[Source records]
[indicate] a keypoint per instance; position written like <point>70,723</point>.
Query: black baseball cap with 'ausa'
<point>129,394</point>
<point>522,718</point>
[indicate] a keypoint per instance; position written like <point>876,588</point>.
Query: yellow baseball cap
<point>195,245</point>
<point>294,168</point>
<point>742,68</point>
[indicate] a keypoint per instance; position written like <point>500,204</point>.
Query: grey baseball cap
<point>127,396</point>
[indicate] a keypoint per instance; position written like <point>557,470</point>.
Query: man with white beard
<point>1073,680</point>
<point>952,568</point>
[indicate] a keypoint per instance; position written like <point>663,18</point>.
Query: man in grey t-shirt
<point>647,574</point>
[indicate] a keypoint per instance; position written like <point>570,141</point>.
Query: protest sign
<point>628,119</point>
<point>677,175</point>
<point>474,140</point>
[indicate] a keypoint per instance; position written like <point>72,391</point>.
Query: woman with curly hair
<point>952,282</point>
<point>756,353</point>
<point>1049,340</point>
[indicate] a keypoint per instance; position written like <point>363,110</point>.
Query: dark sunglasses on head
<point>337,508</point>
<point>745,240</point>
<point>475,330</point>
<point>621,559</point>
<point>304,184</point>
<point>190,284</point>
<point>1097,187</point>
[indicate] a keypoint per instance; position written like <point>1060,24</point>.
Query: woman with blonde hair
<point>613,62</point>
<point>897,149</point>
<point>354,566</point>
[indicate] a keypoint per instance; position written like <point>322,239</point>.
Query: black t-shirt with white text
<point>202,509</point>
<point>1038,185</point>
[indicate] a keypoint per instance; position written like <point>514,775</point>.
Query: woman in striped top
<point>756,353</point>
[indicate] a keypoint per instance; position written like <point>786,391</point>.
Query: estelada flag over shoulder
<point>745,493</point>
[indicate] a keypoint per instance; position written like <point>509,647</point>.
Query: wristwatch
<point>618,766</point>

§ Aim of the task:
Please write out the entries exactly, keeping every line intact.

§ Exercise solution:
[indicate] a keypoint per instance; position written like <point>70,723</point>.
Query: black baseball cap with 'ausa'
<point>129,394</point>
<point>522,718</point>
[indicate] a keypoint per instance; position written like <point>876,588</point>.
Query: yellow baseball cap
<point>195,245</point>
<point>294,168</point>
<point>742,68</point>
[indicate] a keypoint per instance; position written like <point>500,204</point>.
Query: grey baseball cap
<point>127,396</point>
[indicate] a keypoint per instance; position written like <point>557,470</point>.
Query: man with white beard
<point>1073,680</point>
<point>952,568</point>
[indicate] a keypoint per instance; position written like <point>663,18</point>.
Query: man in grey t-shirt
<point>647,574</point>
[indicate] a keypoint per instance; position written like <point>570,141</point>.
Query: protest sign
<point>628,119</point>
<point>677,175</point>
<point>474,140</point>
[indicate] a keypoint per instance; position written like <point>72,391</point>.
Query: woman with curly hair
<point>952,282</point>
<point>756,353</point>
<point>1049,340</point>
[indicate] a keypoint per instance; position written like <point>363,110</point>.
Query: dark sunglasses on head
<point>337,508</point>
<point>745,240</point>
<point>475,330</point>
<point>621,559</point>
<point>304,184</point>
<point>190,284</point>
<point>1097,187</point>
[indicate] a keypoint per instance; position written like <point>1060,24</point>.
Query: woman with blonde hair
<point>613,62</point>
<point>897,149</point>
<point>354,566</point>
[indicate] a keypoint per instance; position written like <point>322,239</point>.
Query: black t-shirt with white text
<point>202,509</point>
<point>1038,185</point>
[indicate] a keypoint per instance; position written like <point>514,775</point>.
Query: woman in striped top
<point>756,353</point>
[indicate] a keypoint per instance; position written like <point>786,391</point>.
Query: estelada flag over shoulder
<point>745,493</point>
[indicate] a keypoint per instance; position written like <point>509,647</point>.
Query: wristwatch
<point>618,766</point>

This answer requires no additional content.